TAREA
Según el texto de la página, ¿quién metió la tauromaquia en la cartera de Cultura?

TEXTO DE LA PÁGINA
((
A Rodríguez Uribes no le quedó más remedio que rectificar, poco después, sobre aquel extraño olvido inicial de la cultura que enriquece, ennoblece, enseña y eleva a la sociedad. En fin, sobre las áreas que son el cometido de su cartera. Tras el último Consejo de Ministros, por otra parte, el de Cultura ya mencionó uno por uno a todos esos sectores culturales, pero evitó hacer alusión explícita a la tauromaquia (que como un insulto a artistas y creadores está en su cartera porque allí la coló el PP cuando gobernó). Que no mencionara Uribes a la tauromaquia no significa que no tenga previsto ayudar al sector de la tortura, pero los ha enfadado mucho. Es verdad que no hay mayor desprecio que no hacer aprecio, aunque también es cierto que actuar de manera taimada, con disimulo, puede ser una buena estrategia. Al fin y al cabo, ya les echó el capote con aquellas declaraciones que hacían referencia a su presunta importancia.
))
DATOS PROPORCIONADOS
((
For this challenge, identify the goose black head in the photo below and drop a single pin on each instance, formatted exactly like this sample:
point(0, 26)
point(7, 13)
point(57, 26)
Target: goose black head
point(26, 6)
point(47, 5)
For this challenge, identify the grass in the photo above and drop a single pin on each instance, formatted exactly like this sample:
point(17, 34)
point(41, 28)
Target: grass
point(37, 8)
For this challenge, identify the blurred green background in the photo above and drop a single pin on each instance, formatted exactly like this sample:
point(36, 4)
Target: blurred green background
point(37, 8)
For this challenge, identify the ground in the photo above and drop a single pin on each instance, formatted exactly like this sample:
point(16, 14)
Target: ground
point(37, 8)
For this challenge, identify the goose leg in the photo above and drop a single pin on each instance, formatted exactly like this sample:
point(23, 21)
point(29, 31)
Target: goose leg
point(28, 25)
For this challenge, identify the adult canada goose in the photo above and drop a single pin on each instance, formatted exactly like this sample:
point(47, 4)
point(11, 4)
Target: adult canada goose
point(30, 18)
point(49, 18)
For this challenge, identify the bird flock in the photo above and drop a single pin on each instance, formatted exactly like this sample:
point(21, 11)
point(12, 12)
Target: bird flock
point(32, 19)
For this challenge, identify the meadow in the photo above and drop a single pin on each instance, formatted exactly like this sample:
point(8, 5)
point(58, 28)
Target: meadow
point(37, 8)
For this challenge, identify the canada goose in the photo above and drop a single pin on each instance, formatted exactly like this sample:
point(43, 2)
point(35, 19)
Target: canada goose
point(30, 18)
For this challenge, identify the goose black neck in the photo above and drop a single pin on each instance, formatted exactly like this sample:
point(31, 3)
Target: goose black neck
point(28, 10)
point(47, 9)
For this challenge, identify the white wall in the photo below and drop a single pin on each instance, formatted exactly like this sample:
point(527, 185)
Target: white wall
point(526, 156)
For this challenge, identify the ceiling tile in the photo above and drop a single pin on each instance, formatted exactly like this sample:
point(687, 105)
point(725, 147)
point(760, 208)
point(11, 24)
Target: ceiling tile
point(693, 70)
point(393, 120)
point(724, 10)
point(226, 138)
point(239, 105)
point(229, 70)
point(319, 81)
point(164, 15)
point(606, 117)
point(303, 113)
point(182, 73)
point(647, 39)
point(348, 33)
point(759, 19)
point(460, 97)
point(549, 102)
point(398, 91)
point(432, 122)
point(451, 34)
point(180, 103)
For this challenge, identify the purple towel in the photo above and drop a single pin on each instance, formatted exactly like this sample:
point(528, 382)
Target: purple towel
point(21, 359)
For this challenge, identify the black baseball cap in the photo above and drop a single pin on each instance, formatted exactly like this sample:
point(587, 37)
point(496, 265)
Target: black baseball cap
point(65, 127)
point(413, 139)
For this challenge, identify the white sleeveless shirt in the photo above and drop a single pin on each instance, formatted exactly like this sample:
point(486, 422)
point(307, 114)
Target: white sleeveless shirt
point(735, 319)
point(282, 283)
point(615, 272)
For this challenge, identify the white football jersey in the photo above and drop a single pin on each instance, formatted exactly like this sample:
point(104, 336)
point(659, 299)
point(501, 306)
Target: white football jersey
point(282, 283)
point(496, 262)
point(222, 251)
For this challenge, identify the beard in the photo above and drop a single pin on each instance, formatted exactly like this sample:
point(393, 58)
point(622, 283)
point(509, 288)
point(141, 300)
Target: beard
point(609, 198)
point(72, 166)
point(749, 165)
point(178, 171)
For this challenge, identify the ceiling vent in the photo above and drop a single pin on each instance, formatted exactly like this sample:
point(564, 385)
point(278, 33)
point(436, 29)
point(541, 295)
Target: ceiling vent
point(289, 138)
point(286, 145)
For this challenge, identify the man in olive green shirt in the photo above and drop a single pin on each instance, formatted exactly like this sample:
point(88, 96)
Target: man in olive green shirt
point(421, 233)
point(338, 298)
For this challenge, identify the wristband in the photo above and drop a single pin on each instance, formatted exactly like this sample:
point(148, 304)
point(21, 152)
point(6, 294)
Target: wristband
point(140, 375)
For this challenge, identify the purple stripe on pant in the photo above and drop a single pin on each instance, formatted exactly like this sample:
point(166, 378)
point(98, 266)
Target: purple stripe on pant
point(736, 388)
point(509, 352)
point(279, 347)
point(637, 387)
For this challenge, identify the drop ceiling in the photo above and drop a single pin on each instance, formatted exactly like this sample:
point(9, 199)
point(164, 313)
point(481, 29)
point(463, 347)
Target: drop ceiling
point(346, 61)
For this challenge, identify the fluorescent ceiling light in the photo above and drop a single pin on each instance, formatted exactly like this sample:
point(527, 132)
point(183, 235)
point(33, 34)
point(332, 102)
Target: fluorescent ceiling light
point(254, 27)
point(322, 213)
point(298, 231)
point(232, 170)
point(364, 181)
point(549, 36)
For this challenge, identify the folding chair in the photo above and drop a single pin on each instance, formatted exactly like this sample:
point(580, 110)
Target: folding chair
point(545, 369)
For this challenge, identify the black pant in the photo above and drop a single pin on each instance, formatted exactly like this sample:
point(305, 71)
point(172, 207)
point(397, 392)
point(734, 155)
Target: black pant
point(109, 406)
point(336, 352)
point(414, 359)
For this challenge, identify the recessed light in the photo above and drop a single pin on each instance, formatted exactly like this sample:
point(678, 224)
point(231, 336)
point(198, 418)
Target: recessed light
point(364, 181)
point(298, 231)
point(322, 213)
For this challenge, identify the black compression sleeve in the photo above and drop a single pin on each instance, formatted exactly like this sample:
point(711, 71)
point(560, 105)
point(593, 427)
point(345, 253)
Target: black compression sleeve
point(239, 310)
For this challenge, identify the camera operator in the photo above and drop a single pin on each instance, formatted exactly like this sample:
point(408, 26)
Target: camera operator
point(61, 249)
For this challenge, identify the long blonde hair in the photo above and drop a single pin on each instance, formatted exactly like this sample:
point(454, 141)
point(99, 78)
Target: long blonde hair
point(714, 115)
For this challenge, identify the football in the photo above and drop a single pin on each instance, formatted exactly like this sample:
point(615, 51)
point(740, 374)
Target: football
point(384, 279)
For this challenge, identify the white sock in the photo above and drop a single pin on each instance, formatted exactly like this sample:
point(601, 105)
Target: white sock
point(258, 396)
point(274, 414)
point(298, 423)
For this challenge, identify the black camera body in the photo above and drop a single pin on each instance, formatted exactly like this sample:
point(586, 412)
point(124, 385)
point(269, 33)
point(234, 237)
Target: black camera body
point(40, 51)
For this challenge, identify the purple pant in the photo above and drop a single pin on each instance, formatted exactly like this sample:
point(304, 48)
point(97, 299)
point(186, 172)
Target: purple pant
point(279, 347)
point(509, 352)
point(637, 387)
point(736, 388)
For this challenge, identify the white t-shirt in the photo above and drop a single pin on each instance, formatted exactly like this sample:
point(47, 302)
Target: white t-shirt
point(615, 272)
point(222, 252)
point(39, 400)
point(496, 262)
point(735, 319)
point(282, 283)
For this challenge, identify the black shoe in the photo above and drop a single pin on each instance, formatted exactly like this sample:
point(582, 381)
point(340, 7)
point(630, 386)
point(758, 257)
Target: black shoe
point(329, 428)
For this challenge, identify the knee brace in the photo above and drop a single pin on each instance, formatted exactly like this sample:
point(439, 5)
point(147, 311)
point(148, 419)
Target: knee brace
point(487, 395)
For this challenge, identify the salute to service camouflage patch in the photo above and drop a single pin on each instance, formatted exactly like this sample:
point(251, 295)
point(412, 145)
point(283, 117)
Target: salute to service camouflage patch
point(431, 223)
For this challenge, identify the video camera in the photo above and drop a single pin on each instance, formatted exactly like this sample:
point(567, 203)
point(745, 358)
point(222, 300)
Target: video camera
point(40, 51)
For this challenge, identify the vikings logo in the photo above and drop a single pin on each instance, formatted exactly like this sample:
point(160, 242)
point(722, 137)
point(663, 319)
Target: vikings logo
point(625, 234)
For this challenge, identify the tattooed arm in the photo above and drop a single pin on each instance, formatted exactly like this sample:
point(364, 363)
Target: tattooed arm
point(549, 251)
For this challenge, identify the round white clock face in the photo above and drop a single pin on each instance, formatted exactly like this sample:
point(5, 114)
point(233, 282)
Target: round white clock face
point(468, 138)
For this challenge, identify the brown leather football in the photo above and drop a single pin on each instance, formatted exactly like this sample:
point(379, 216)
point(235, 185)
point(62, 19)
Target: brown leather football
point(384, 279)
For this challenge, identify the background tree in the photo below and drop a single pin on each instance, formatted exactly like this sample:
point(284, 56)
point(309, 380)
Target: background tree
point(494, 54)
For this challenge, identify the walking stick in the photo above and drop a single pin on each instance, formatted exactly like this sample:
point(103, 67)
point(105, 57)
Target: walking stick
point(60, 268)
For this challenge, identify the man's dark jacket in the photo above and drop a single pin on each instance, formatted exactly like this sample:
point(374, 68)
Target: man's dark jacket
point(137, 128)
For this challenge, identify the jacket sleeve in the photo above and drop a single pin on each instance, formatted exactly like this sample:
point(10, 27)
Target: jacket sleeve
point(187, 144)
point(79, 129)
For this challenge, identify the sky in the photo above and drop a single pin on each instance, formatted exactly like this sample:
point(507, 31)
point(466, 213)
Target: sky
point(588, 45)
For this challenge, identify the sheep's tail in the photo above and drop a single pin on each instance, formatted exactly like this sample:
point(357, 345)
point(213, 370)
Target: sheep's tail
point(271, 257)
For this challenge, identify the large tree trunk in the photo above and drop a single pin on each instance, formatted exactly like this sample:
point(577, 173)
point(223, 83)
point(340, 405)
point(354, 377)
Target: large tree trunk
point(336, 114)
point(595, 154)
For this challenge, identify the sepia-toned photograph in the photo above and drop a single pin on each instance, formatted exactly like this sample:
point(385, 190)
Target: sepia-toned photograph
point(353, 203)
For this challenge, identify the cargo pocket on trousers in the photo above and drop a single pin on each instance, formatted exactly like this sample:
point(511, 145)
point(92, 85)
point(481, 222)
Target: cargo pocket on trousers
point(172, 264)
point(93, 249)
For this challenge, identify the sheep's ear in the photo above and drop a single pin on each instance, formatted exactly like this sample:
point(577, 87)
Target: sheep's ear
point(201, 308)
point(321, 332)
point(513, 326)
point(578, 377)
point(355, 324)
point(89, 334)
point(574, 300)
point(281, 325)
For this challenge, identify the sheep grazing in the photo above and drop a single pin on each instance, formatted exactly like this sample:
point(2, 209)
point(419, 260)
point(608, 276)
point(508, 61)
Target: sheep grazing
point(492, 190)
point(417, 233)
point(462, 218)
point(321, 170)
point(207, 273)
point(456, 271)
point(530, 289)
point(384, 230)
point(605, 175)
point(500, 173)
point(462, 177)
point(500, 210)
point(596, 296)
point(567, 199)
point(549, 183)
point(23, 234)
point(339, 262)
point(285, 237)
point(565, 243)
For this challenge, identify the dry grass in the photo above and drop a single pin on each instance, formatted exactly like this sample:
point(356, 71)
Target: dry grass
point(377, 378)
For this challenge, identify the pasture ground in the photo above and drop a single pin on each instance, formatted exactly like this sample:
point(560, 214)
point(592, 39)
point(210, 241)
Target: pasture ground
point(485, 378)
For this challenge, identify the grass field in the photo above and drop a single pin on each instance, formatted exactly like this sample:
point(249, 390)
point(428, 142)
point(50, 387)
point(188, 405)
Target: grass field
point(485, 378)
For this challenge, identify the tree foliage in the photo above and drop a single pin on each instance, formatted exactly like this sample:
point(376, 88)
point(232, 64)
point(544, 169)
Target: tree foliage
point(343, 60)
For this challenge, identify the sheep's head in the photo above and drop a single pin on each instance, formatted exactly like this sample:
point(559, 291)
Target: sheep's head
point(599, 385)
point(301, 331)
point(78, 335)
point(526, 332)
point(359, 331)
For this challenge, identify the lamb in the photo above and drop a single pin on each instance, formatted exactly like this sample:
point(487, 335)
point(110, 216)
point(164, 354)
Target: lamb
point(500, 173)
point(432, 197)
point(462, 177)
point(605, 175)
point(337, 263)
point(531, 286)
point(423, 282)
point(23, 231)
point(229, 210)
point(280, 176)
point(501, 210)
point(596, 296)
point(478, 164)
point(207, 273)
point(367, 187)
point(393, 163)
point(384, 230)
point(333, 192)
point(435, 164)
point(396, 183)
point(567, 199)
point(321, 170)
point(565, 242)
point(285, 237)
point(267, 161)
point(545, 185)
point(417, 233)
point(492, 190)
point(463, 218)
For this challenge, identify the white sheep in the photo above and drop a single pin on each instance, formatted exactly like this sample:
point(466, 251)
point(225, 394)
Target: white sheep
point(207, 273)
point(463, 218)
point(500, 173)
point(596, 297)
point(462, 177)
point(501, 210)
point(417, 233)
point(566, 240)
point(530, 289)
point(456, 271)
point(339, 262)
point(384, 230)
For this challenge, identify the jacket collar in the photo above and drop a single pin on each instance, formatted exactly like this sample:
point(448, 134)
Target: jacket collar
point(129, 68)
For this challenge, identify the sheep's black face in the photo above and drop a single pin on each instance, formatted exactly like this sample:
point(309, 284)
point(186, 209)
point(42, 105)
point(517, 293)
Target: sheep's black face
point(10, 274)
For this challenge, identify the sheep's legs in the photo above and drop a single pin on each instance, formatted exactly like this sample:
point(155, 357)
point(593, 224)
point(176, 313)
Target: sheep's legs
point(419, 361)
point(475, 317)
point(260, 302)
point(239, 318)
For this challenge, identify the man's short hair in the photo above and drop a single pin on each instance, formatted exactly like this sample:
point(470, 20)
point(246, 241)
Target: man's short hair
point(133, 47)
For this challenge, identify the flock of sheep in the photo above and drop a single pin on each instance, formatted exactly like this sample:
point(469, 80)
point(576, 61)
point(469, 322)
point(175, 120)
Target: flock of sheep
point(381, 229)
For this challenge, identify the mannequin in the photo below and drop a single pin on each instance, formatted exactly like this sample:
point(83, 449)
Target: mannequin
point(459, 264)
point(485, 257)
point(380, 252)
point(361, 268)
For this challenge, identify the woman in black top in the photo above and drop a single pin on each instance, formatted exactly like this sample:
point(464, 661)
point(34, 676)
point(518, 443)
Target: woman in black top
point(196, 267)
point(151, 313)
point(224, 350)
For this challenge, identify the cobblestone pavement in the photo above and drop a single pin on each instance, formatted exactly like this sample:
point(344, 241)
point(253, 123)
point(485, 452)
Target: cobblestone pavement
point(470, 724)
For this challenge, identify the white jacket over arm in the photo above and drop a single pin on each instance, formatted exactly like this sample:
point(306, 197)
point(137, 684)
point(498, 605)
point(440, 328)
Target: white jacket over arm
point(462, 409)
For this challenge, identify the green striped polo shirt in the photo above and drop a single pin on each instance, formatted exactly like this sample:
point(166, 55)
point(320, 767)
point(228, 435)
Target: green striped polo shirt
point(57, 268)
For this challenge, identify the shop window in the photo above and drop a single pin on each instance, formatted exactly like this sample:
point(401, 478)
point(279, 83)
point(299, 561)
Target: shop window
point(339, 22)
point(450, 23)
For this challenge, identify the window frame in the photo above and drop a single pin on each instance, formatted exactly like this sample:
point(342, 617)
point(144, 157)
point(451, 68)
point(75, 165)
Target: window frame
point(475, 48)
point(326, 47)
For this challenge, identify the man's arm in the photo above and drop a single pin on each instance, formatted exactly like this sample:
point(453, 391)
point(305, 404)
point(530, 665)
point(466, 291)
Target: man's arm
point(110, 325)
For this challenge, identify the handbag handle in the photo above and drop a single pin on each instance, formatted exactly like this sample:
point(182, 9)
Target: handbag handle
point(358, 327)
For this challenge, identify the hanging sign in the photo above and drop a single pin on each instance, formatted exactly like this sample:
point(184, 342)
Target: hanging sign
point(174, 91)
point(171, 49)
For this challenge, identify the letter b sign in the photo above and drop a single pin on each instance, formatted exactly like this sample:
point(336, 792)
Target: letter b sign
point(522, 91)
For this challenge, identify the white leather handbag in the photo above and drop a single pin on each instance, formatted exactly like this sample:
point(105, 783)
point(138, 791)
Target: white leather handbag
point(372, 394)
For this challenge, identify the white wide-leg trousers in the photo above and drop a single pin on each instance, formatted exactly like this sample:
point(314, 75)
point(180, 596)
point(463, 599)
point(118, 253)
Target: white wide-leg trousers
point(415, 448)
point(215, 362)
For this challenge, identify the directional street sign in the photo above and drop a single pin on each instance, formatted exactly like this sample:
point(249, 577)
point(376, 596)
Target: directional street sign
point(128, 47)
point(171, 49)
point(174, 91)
))
RESPUESTA
El PP, cuando gobernó.